#### Direction
Edit the listing below from the line containing "Task: set a pin on each instance of the deer ear." through the line containing "point(1028, 417)", inclusive, replacing "deer nose" with "deer muzzle" throughout and leaving everything else unchanged. Give only those lines.

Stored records

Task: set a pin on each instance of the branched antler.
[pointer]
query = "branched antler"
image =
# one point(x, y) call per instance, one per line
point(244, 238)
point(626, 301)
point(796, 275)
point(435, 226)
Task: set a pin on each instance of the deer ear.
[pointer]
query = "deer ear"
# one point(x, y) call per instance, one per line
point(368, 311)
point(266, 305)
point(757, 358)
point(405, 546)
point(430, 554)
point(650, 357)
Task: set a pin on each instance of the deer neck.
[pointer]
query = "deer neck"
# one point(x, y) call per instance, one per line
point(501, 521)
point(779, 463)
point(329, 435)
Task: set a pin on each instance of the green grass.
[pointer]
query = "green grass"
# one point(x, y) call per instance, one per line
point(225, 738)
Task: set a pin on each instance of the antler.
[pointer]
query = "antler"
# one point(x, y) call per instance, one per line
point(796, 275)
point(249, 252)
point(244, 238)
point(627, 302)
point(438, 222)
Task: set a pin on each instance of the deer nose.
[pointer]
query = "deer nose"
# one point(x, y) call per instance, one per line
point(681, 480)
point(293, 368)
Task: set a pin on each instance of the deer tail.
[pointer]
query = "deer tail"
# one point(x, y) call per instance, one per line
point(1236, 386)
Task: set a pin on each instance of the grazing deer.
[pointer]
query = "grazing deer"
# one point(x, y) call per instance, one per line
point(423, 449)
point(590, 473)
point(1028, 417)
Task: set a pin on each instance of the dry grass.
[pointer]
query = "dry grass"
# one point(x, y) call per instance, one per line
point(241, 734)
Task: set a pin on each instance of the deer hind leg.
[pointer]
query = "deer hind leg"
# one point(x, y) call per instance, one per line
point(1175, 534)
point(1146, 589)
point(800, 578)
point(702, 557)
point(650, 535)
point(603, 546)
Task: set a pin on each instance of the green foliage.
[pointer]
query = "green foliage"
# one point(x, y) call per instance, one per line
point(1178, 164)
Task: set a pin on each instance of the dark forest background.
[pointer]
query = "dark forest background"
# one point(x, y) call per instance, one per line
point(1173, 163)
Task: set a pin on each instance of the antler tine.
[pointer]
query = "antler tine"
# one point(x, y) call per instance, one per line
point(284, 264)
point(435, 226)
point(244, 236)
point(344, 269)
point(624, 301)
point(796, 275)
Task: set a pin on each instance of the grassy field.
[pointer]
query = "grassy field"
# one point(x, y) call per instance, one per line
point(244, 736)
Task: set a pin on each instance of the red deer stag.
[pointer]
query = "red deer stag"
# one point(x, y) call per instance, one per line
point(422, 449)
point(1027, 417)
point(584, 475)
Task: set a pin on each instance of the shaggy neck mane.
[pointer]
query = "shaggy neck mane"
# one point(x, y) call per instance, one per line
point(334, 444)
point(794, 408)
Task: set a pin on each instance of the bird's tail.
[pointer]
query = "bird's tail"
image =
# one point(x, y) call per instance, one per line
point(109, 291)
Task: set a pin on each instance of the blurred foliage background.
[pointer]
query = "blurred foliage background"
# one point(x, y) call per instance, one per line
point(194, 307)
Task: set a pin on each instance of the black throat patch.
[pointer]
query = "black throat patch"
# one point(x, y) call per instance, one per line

#### Output for this exercise
Task: set a pin on each instance of the deer ear.
[pointer]
query = "deer ear"
# one point(x, y) call per instance, one per line
point(368, 311)
point(266, 305)
point(757, 358)
point(405, 546)
point(430, 554)
point(650, 357)
Task: set a pin on each instance of the deer neck.
[pointer]
query = "deer neck"
# one point(x, y) call per instance, one per line
point(501, 521)
point(779, 463)
point(329, 435)
Task: set a pin on each instance of the green grass.
[pointer]
query = "green grass"
# one point(x, y) call per instance, one per line
point(225, 738)
Task: set a pin on each instance of the antler.
[pointer]
query = "antler"
# one point(x, y) call per instance, one per line
point(796, 275)
point(249, 252)
point(244, 238)
point(627, 302)
point(438, 222)
Task: set a pin on each instance of the deer muzzle.
[pointer]
query = "deer muzzle"
# one point(x, y) call per instance, one per line
point(681, 480)
point(293, 368)
Task: set a pin on each instance of the deer tail.
[pointer]
query = "deer tail"
# one point(x, y) call per instance, one per line
point(1236, 386)
Task: set a pin on each instance of the grazing deer.
[pointer]
query = "grazing deer"
# one point(x, y) call per instance, one per line
point(423, 449)
point(590, 473)
point(1028, 417)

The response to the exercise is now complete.